[REQUIREMENT] Reproduce the closing part of the entries exactly: the line with "Category: flower cluster" and all lines after it, ending with the last line, and nothing else.

-*-

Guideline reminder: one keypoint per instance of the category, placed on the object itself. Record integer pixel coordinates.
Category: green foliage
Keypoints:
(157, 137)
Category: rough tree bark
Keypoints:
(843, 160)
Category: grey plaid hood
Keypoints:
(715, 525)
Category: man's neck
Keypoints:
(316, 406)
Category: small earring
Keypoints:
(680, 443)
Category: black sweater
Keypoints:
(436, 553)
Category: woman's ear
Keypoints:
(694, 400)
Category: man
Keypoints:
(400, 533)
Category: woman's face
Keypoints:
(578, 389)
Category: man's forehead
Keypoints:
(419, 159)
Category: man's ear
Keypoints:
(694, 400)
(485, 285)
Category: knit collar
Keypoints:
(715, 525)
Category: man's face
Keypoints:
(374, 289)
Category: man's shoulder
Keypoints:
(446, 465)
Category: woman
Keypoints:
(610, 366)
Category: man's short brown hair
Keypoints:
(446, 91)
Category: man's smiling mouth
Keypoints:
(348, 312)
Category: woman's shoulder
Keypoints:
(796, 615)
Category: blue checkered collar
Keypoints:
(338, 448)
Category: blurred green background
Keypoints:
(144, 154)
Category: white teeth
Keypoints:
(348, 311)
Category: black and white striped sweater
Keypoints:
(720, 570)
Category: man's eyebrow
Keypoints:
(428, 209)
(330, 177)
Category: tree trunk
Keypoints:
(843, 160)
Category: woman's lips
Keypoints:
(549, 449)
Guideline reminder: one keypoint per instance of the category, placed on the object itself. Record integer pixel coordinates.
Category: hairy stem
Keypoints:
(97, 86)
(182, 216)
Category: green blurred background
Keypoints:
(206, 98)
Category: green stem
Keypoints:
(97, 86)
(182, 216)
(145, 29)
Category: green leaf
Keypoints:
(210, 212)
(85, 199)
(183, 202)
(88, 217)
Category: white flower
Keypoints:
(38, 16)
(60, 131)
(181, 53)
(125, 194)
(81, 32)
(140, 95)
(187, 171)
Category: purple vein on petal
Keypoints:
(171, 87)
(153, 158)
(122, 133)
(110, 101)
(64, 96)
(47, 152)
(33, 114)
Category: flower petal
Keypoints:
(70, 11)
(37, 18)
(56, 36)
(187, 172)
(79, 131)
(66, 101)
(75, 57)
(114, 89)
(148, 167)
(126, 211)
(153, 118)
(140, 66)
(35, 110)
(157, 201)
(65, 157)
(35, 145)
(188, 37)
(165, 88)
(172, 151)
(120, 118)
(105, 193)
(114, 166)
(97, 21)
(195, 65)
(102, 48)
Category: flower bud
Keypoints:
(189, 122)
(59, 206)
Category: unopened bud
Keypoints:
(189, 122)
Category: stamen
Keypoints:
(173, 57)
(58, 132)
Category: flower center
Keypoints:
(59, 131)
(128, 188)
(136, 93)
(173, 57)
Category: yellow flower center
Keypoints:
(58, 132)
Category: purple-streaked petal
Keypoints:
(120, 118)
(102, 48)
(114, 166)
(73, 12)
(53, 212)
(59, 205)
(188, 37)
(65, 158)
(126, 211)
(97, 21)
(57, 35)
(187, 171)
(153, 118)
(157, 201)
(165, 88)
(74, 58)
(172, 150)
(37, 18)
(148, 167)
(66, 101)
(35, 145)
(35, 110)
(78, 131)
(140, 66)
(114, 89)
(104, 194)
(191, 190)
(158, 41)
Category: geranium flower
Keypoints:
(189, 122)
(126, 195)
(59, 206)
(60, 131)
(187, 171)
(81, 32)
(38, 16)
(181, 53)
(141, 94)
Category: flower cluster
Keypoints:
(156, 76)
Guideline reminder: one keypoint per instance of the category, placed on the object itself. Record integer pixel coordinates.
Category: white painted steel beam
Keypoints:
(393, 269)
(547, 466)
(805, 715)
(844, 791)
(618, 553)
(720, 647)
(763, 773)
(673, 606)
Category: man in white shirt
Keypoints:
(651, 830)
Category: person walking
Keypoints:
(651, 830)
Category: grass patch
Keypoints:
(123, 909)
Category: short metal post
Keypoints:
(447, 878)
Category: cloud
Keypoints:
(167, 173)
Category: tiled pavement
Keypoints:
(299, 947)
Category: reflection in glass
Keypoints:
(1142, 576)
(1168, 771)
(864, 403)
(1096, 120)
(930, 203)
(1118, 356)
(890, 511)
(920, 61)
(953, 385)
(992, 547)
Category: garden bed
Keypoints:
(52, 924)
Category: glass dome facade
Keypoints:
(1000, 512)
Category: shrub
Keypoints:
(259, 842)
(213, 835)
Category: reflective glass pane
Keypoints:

-*-

[THE OUTPUT]
Category: flower cluster
Keypoints:
(156, 76)
Guideline reminder: one keypoint per instance of the category, placed on the object itself. Record integer pixel coordinates.
Category: white painted steel beam
Keypoints:
(393, 269)
(547, 466)
(805, 715)
(844, 791)
(618, 553)
(720, 647)
(763, 773)
(673, 606)
Category: man in white shirt
Keypoints:
(651, 830)
Category: person walking
Keypoints:
(651, 830)
Category: grass patch
Keypoints:
(123, 909)
Category: short metal post
Keypoints:
(447, 878)
Category: cloud
Keypoints:
(167, 173)
Category: tiled pavement
Keypoints:
(299, 947)
Category: reflection in glass
Keypoints:
(1142, 576)
(1168, 771)
(864, 403)
(1096, 120)
(930, 203)
(1118, 356)
(890, 511)
(920, 61)
(953, 385)
(992, 547)
Category: garden bed
Keypoints:
(52, 924)
Category: glass dome facade
Keypoints:
(1000, 512)
Category: shrub
Keypoints:
(259, 842)
(213, 835)
Category: reflective glass pane
Keypoints:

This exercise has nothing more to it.